Reproduce the lines verbatim, starting at the line containing "tag=iron tea kettle" and continuing through the end of the records.

Data records:
= = =
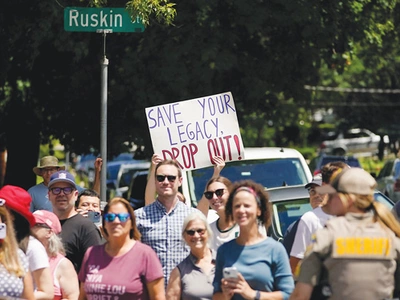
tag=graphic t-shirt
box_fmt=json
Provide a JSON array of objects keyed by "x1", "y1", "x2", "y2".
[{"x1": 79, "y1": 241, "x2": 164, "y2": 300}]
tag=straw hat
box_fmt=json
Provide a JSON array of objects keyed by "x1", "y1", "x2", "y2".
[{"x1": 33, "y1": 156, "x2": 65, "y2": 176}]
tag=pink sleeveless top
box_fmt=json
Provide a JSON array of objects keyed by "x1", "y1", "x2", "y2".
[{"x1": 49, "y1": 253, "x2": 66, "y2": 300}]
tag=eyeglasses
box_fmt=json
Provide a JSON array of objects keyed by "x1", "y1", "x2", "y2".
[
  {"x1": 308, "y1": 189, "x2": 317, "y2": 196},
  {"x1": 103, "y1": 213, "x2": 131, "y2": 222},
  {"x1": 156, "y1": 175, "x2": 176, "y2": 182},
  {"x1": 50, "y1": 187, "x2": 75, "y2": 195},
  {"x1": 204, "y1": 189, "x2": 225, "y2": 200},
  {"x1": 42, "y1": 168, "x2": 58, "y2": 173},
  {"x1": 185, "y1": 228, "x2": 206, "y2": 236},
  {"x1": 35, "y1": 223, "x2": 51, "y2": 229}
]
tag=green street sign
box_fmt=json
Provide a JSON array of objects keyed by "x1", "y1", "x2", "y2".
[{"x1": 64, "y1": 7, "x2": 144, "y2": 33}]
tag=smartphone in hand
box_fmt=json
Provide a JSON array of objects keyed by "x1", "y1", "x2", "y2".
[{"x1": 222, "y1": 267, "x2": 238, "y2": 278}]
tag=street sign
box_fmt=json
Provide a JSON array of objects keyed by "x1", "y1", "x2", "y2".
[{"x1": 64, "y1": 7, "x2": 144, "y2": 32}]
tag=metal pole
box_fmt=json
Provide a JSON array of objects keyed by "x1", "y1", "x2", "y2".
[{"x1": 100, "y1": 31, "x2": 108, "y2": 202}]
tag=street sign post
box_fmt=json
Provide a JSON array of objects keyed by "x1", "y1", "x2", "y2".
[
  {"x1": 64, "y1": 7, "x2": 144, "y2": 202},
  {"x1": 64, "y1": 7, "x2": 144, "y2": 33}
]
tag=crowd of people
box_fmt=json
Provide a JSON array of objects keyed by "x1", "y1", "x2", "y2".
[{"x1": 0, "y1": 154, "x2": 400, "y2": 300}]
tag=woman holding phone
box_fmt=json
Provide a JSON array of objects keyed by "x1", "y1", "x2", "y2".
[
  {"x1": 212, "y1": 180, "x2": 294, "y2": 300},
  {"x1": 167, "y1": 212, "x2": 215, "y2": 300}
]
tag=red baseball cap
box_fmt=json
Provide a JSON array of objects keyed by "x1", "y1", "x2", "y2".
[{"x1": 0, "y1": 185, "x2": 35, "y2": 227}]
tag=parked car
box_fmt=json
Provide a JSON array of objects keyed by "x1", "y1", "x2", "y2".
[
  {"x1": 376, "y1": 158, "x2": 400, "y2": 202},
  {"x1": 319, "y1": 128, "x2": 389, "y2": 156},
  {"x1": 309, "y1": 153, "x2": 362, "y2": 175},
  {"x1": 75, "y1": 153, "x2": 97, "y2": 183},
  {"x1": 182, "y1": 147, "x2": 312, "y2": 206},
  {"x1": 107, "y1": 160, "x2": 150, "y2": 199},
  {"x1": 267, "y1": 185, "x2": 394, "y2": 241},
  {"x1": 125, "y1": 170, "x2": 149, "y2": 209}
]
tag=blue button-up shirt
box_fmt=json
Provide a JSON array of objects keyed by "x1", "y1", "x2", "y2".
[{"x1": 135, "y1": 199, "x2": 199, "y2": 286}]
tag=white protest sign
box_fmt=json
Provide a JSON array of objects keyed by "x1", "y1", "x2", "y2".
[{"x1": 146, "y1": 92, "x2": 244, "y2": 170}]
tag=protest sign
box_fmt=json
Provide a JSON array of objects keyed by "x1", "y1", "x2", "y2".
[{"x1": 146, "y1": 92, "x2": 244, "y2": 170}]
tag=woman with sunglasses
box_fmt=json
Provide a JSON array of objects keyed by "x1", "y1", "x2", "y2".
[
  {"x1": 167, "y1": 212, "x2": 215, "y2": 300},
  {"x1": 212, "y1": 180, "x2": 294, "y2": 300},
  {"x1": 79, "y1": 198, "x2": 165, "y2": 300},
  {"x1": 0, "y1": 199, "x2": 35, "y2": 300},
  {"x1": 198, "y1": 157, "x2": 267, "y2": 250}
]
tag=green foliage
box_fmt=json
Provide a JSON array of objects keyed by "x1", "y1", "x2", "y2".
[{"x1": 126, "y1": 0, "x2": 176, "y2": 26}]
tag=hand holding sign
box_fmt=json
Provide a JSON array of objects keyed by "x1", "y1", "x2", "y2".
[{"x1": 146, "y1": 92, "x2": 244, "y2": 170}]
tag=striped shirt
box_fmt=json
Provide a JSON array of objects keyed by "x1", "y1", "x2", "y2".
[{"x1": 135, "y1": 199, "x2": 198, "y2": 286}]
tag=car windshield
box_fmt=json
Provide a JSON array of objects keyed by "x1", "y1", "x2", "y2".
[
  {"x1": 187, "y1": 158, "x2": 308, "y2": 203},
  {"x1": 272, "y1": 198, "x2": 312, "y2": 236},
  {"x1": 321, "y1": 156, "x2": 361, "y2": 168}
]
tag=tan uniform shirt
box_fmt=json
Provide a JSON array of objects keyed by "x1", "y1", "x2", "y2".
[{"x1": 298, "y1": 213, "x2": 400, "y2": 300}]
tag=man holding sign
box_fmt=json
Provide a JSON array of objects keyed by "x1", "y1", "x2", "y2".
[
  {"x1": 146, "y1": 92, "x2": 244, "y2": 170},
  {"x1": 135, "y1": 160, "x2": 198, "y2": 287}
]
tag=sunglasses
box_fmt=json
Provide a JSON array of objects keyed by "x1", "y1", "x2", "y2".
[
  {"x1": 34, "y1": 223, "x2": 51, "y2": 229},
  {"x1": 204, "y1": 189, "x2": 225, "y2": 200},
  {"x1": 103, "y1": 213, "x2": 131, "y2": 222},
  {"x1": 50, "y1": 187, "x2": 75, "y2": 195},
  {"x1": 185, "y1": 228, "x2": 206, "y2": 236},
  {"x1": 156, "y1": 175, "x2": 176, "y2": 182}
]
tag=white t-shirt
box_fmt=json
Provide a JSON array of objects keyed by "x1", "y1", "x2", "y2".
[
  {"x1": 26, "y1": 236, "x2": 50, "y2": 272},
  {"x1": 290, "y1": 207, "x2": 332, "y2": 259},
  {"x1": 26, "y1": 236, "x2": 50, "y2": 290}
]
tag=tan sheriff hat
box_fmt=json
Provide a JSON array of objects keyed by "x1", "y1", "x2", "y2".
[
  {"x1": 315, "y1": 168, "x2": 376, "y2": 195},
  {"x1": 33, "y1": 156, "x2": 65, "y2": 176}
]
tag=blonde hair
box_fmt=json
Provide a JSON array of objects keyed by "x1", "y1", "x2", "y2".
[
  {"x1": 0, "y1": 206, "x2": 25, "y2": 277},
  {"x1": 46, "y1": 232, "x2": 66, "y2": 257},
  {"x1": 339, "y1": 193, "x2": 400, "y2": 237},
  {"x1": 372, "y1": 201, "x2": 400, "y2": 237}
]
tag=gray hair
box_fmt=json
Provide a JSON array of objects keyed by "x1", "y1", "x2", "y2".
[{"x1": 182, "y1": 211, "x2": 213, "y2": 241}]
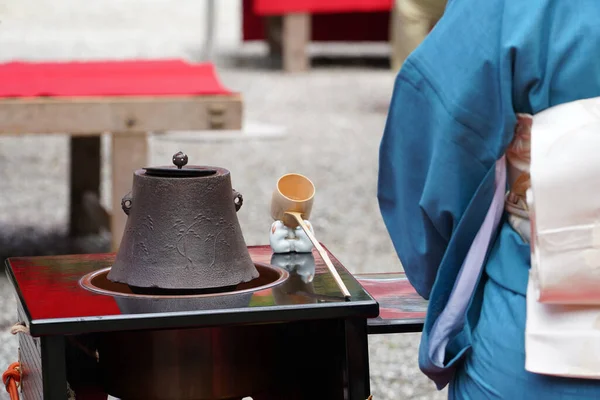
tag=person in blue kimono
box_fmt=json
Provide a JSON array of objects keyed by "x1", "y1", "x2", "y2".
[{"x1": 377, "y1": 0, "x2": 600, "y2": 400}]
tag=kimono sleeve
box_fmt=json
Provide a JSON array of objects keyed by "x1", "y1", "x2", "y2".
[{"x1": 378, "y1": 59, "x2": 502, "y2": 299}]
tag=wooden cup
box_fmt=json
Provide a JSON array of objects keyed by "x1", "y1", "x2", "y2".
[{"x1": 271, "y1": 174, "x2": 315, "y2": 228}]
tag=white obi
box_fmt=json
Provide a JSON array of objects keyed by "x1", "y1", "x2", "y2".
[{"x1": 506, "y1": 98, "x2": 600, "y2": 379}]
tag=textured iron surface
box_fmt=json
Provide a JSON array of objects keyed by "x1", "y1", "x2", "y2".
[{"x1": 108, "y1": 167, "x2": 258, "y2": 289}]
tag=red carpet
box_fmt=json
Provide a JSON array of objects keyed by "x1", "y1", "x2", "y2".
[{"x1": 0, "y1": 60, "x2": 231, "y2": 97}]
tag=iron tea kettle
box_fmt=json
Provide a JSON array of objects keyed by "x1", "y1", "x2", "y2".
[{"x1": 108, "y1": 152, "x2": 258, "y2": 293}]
= = =
### Complete answer
tag=iron tea kettle
box_fmt=json
Provide a JSON array of objects keyed by "x1", "y1", "x2", "y2".
[{"x1": 108, "y1": 152, "x2": 258, "y2": 293}]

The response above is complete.